[Point-per-instance localization data]
++++

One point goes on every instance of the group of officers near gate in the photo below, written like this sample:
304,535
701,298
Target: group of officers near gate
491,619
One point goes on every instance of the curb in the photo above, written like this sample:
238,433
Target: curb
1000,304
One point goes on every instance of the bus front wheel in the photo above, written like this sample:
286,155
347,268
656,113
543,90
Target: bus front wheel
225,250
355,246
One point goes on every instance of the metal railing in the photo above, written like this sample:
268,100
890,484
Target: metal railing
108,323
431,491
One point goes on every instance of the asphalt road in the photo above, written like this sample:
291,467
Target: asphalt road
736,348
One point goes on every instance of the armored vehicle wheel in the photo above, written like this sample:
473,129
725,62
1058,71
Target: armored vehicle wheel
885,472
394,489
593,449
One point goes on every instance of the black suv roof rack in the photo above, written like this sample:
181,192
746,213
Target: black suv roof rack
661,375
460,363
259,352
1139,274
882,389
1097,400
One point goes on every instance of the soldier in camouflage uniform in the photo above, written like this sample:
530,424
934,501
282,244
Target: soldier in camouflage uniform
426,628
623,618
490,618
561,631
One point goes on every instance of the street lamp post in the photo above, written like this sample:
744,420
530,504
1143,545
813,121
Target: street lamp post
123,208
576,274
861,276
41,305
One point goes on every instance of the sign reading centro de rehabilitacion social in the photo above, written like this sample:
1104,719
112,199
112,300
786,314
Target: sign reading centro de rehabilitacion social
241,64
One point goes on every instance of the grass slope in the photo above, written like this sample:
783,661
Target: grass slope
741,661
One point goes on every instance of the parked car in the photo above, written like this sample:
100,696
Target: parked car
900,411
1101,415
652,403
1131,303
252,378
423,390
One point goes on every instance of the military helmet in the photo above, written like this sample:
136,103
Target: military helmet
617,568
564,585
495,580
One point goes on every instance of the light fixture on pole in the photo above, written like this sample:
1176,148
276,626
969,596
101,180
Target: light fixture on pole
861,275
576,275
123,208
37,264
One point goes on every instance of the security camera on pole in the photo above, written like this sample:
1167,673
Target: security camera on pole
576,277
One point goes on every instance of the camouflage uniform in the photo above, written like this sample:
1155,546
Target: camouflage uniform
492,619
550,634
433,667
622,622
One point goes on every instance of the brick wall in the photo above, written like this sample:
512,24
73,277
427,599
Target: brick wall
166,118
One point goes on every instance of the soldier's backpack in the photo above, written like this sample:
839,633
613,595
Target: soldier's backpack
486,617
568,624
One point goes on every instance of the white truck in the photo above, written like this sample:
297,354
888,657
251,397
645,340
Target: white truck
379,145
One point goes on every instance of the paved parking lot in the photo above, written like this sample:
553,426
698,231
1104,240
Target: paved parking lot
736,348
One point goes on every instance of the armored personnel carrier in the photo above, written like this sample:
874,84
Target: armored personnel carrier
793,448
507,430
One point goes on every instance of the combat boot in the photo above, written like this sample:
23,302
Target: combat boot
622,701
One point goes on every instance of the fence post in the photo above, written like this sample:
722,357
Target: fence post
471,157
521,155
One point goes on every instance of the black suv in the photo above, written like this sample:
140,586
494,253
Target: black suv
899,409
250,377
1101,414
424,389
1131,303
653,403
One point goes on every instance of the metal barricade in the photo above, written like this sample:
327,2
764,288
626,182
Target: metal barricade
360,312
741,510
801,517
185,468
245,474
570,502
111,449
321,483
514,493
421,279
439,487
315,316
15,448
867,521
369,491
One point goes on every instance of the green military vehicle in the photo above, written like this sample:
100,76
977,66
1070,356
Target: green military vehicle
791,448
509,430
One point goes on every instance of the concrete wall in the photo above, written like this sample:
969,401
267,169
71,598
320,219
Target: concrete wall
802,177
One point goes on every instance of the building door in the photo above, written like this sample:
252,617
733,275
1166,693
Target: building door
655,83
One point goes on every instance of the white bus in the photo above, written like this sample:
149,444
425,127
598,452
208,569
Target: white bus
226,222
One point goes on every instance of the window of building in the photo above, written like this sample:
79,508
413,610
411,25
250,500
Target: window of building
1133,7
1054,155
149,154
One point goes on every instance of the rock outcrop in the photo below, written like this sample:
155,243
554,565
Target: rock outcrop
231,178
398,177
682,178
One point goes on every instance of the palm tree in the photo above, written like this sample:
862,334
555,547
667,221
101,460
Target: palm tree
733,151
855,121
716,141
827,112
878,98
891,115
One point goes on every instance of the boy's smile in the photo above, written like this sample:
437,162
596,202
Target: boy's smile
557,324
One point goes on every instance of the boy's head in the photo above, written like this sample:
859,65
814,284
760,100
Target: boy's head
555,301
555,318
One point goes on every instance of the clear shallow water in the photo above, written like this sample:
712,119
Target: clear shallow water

++++

=== WHAT YOU HAVE TO DO ===
Look through the entries above; copy every line holding the string "clear".

=== WRITTEN RESPONSE ===
One point goes on every instance of the clear shallow water in the photo above, written like this sample:
Target: clear shallow water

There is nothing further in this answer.